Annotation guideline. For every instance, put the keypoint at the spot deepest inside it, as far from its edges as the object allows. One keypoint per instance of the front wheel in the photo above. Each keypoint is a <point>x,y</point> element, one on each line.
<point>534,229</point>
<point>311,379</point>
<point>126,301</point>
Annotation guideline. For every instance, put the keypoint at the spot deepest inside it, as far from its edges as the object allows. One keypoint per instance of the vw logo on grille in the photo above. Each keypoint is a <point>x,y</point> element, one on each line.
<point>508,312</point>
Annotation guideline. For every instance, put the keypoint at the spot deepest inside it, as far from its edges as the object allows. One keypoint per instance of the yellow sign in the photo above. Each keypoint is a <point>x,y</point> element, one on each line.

++++++++++++++++++++

## WORK ORDER:
Reproduce all of the material above word for word.

## OUTPUT FOR THIS EXERCISE:
Annotation guideline. For every instance, put the keypoint at the spot deepest inside it, as far from its edges as the object allows. One keypoint per instance of the front wheel in the photo above. Each keypoint is a <point>x,y</point> element, one on each line.
<point>534,229</point>
<point>311,379</point>
<point>126,301</point>
Annotation guideline. For every instance, put the keypoint at the spot deepest inside it, as far from its edges as the object allows. One keypoint per instance of the vw logo on grille in the photo above. Each keypoint is a <point>x,y</point> element, one on each line.
<point>508,312</point>
Annotation guideline. For every instance, put the keypoint at the spot deepest inside it, as far from its edges as the object allows. One keypoint per instance of the yellow sign in the photo above. Each keypoint is a <point>x,y</point> element, one on each line.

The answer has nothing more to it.